══ Data ══

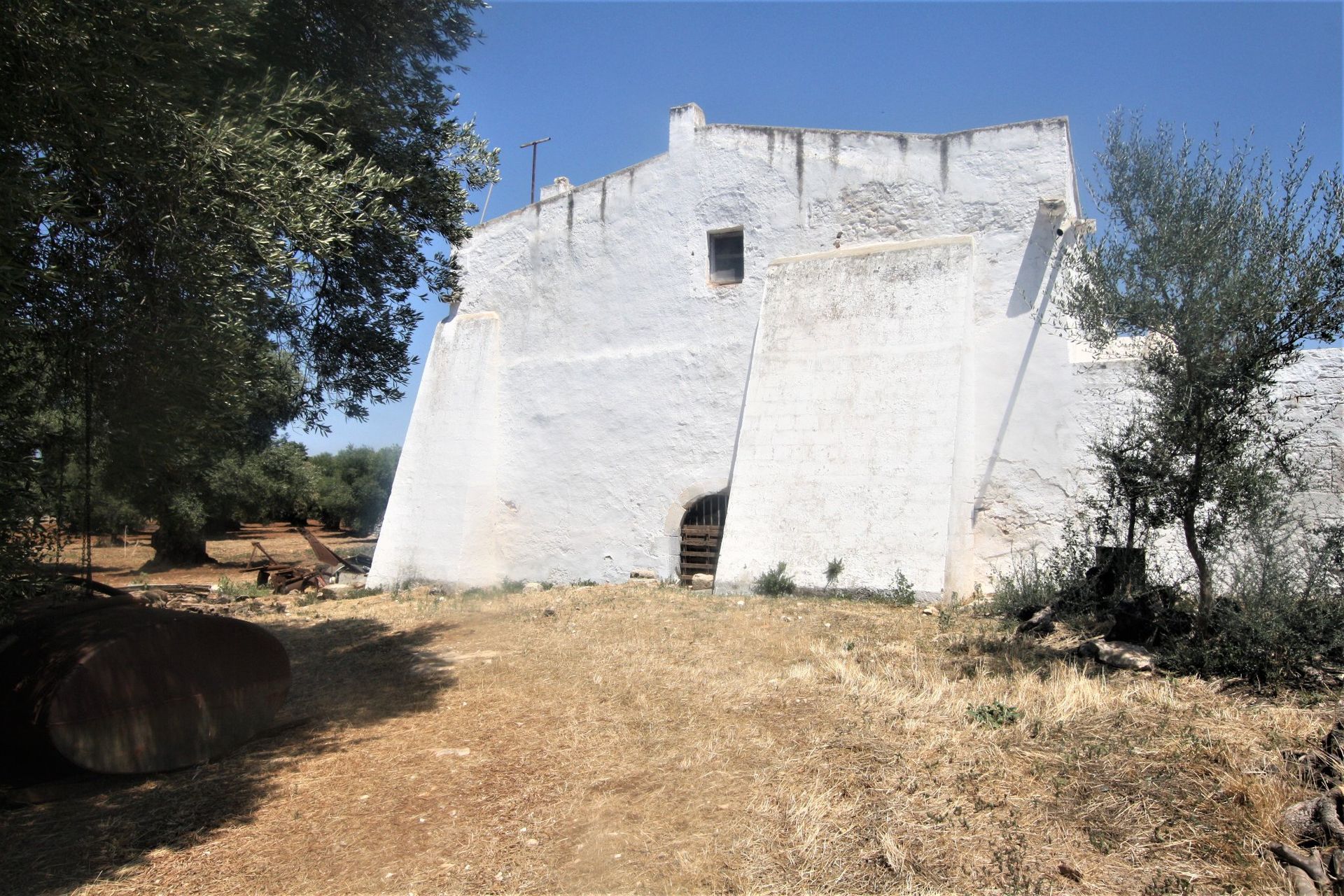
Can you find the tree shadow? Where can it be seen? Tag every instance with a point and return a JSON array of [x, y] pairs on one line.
[[346, 673]]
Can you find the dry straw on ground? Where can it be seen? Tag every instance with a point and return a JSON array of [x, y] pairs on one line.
[[632, 739]]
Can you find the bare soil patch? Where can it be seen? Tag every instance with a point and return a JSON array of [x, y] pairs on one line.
[[634, 739]]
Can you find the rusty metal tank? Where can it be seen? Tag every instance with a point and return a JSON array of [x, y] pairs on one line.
[[116, 687]]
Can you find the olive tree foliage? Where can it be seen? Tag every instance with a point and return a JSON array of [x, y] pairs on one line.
[[353, 486], [1219, 267], [214, 219]]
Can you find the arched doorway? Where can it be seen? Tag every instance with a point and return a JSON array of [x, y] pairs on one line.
[[702, 533]]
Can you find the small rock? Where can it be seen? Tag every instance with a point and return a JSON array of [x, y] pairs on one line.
[[1120, 654], [1041, 622]]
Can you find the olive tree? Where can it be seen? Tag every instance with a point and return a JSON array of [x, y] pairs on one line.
[[216, 219], [1219, 267]]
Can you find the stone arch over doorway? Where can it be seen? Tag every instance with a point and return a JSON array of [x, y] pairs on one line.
[[695, 528]]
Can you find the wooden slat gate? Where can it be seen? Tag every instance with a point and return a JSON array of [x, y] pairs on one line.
[[702, 532]]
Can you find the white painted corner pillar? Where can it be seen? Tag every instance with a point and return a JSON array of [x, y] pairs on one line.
[[441, 516]]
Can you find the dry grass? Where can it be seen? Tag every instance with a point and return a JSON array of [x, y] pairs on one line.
[[657, 741]]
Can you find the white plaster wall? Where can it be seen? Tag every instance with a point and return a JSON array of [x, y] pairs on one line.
[[622, 370], [440, 520], [850, 434]]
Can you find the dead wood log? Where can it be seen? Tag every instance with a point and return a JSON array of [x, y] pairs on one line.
[[1307, 865], [1327, 812], [1040, 624]]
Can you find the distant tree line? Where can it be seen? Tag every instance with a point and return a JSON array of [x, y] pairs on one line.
[[281, 482]]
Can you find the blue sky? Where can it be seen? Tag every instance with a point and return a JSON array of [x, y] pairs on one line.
[[600, 78]]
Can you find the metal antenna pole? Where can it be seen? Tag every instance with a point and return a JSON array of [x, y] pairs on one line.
[[533, 198]]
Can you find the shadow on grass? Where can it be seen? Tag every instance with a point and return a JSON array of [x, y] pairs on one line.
[[347, 673]]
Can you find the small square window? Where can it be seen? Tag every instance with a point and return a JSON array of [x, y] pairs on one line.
[[726, 265]]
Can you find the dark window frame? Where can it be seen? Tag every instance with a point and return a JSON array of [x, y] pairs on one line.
[[720, 274]]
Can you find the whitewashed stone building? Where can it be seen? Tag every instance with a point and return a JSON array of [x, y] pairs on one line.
[[812, 344]]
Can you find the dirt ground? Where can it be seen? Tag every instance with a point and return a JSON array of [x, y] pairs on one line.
[[622, 739], [127, 561]]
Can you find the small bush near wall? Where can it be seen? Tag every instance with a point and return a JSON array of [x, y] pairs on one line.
[[774, 583]]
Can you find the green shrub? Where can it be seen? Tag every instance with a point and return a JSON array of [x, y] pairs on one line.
[[993, 715], [1281, 617], [1025, 584], [901, 593], [774, 583]]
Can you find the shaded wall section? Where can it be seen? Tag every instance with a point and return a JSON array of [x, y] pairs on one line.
[[441, 516], [853, 440]]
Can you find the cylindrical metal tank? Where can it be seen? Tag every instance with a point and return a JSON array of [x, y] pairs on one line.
[[125, 688]]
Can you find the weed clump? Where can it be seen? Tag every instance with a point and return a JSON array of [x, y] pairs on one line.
[[774, 583]]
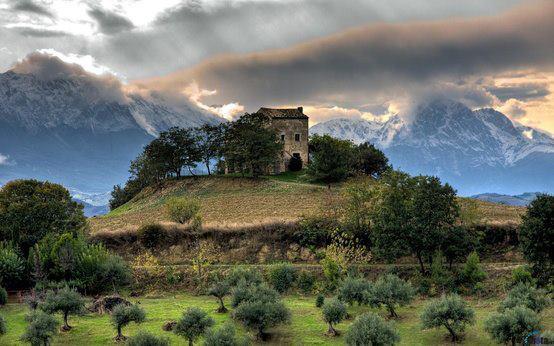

═══

Please give every line of the records above as a Markdown table with the columns Nr and Line, numbering each row and skipping blank lines. Leave the pictures out of the answer.

» Result for this exercise
| Nr | Line |
|---|---|
| 1 | Can you find the tree shadow? Where can it be seen? Tag every instance with a point and return a JSON array of [x, y] pairs on one line. |
| 2 | [[346, 673]] |
| 3 | Can you find the dry straw on ground? Where can it be seen? Tag every instance with a point and return a JSON array of [x, y] pairs on one line. |
| 4 | [[632, 739]] |
| 5 | Can you find the bare soil patch? Where can it be seen? Tag every instance with a point and return a JSON array of [x, y] pairs on one line. |
| 6 | [[634, 739]] |
| 7 | Can you find the rusty metal tank? Where can it be seen? Tag every instance with a point and return a JSON array of [x, y] pairs on one line. |
| 8 | [[116, 687]] |
| 9 | Can you find the olive tree foliage? Where can it be seen? Tag every instance with a point and return a JSON array of [x, y] pairs on one line. |
| 10 | [[353, 486], [1219, 267], [214, 219]] |
| 11 | Can you find the arched doorway? Where can it be seen? Tag every instance with a point and return a JSON array of [x, y] pairs on one line. |
| 12 | [[702, 533]] |
| 13 | Can you find the small rock? Where can it be seen? Tag every instance with a point and return a JSON array of [x, y] pairs on one line. |
| 14 | [[1120, 654], [1041, 622]] |
| 15 | Can you find the olive tree? Where can it be seen? Tag every instance with a point and return a JSON array of [x, y] pairs on one line. |
| 16 | [[216, 219], [1219, 267]] |
| 17 | Can you find the stone arch over doorway? Where can it be seen? Tag every instance with a point and return a JSON array of [x, y] pairs on one line. |
| 18 | [[695, 528]] |
| 19 | Can you find the wooden slat gate? Where can it be seen? Tag every instance with a point and return a JSON array of [x, y] pairs on one line. |
| 20 | [[702, 532]] |
| 21 | Can you find the white painted corner pillar? Where can it be seen? Tag every instance with a point and return a JSON array of [x, y] pairs on one line. |
| 22 | [[441, 516]] |
| 23 | Can you find the dry grass? Where can it be seen? Tag every instance with a point and return a JSON array of [x, y] pairs on one line. |
| 24 | [[657, 741]] |
| 25 | Can you find the white plaster wall? Where can it be seen? Tag every instance with a point and return a JSON array of [x, y] pairs on one line. |
| 26 | [[622, 370], [440, 520], [850, 434]] |
| 27 | Can you find the dead wood log? Where can it be seen? Tag every instance with a point and return a JSON array of [x, y] pairs on one line. |
| 28 | [[1307, 865], [1327, 812], [1040, 624]] |
| 29 | Can you find the distant tree line? Where can it be seen? Tag every instance with a point and return a JSON array of [x, y] pairs on one line. |
| 30 | [[281, 482]] |
| 31 | Can you find the blue sky? Where can it be seen? Tag every instance with a point and return a JSON array of [x, y] pairs on one line. |
| 32 | [[600, 78]] |
| 33 | Can you find the metal antenna pole? Where can it be seen? Tag every instance with a point and return a JSON array of [x, y] pairs on one line. |
| 34 | [[533, 198]] |
| 35 | Can you find the shadow on grass? Where can it be seen? Tag every instance with a point and return a JSON array of [x, y] pairs on one line. |
| 36 | [[347, 673]] |
| 37 | Can you find the small square window? Where can it be seen? Tag every instance with a point and return a JSON array of [x, y] pairs on one line. |
| 38 | [[726, 265]] |
| 39 | Can you find the dark window frame? Where can it be seen? Tag every instance with a point and return a JSON array of [x, y] pairs on one line. |
| 40 | [[720, 274]] |
| 41 | Can you find the whitewashed stone building? Where can it be seen? Tag every instance with a point and return a JSON array of [x, y] pairs on one line. |
| 42 | [[812, 344]] |
| 43 | Can you find the dirt ground? Where can it be seen? Tag every instance with a point and return a JSON array of [x, y] pairs on one line. |
| 44 | [[622, 739], [127, 561]] |
| 45 | Can you find the small bush near wall? Where can it be seen? Tag every instance with a point and return a JSON array of [x, y] pairs on one line. |
| 46 | [[774, 583]] |
| 47 | Can you find the green shrub? Where can it be seen? Tag every instance with a point and return a JSON array of [x, y] pairs on one line. |
| 48 | [[993, 715], [1281, 617], [1025, 584], [901, 593], [774, 583]] |
| 49 | Can you find the shaded wall section? Where can it be seen? Tag every instance with a point and return a JSON array of [x, y] pairs on one line. |
| 50 | [[441, 516], [853, 440]] |
| 51 | Can you find the cylindrical metal tank? Where can it be seen? Tag every instance with a point and return a JSON array of [x, y] pairs on one line. |
| 52 | [[125, 688]] |
| 53 | Can you find the weed clump? Where can it be seen? Tag every instance with a point and return a JSON array of [x, y] pairs on one line. |
| 54 | [[774, 583]] |